(Natural-language object grounding data)
____

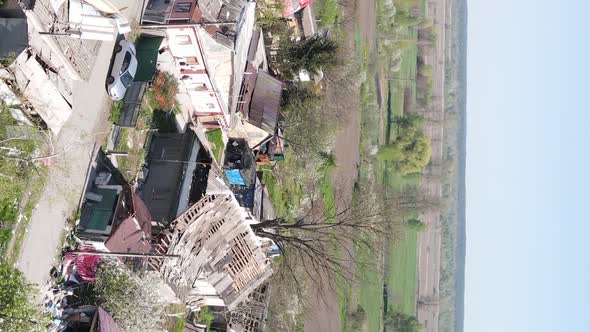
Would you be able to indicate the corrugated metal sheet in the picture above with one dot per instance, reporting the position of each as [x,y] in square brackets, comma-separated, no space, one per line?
[221,10]
[266,101]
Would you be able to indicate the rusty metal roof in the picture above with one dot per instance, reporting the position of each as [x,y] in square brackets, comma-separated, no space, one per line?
[266,101]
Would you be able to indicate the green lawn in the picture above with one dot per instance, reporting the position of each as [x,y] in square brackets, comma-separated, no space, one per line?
[370,288]
[402,279]
[15,175]
[216,142]
[326,12]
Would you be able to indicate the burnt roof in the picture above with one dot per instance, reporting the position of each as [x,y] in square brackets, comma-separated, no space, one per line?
[221,10]
[14,36]
[266,101]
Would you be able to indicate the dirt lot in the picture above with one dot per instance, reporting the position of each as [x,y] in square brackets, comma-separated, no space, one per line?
[323,312]
[429,241]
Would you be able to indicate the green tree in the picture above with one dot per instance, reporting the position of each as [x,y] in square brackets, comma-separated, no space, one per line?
[310,54]
[415,224]
[132,301]
[356,319]
[308,128]
[411,149]
[400,322]
[403,18]
[17,313]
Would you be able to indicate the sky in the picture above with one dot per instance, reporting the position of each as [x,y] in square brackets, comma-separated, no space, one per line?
[528,166]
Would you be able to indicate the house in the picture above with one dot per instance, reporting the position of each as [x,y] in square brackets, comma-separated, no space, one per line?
[260,100]
[221,261]
[178,167]
[240,170]
[196,89]
[113,217]
[223,28]
[35,81]
[14,29]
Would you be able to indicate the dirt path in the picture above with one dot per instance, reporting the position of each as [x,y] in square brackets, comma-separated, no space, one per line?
[429,241]
[323,313]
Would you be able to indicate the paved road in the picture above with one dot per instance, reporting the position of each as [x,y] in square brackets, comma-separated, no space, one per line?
[67,173]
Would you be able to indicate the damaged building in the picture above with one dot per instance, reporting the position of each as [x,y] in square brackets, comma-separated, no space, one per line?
[221,260]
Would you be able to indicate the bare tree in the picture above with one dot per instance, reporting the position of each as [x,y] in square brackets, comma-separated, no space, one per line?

____

# Task instructions
Set down all of the entries exactly as they stand, without any image.

# Solved exercise
Would you be able to indicate the corrugated metal sheet in the picture above with one dot per instance, reporting the position of each as [x,y] in square brackets, comma-separated, no space, one per line?
[221,10]
[266,101]
Would you be able to indicate the rusty metal roof in the picture above with one dot per instance, reporting the position of each as [x,y] in square brackets, comma-separated, no space, one per line?
[266,101]
Would you be able to indicate the green lawn in the picture above with one dot per instance, reporting the position of each as [x,y] in square brackets, comma-separated, no space, one per line?
[370,288]
[402,279]
[15,175]
[216,142]
[326,12]
Would you be able to indicate the burnt roof in the picture above with one dot per instance, reporting the position of each as [x,y] in square brackets, comma-separated, no space, one per line?
[221,10]
[14,36]
[266,101]
Would you be able to indicate the dirt lot in the picture above with one dot per instance, reporting the position of each as [x,y] in square brackets, comma-separated, no space, one per line?
[323,312]
[429,241]
Would you be able to indicate the green tree in the picture above with one dot per instance, reporting the position of each as [x,y] in square brackets, comma-separated, no space, one per line?
[310,54]
[415,224]
[132,301]
[356,319]
[308,128]
[411,149]
[400,322]
[403,18]
[17,313]
Would you be able to indicate the sky in the picture above with one dot per instance, reporting the position of each as [x,y] in square brackets, comma-separated, no space, one per line?
[528,166]
Would you be able to indicate the house in the picture above with one dot per instance, reporting the position of each as [x,y] in square brackets, comma-separated, no space, one per line?
[260,100]
[221,261]
[178,167]
[240,170]
[196,89]
[113,217]
[223,28]
[35,81]
[14,29]
Would you be able to indicate the dirt path in the picture above with one dot per instance, reporting the position of each as [x,y] in square brackets, comma-separated, no space, one per line?
[429,241]
[323,313]
Would you be able to indicate the paved road in the picture above with one dot per instance, reporting the position of each as [x,y] in square brackets, comma-separated, no space, one per line?
[67,173]
Would you be able to indicate the damaged building in the picture above with one dot per instance, reporting the position of each as [x,y] in square brackets, comma-separated, no space, one per line?
[221,260]
Would you be able to indicate the bare tree in the picture above with one dot per instance, reporting the position of each as [x,y] in square brackets, comma-separated, no space, one per line?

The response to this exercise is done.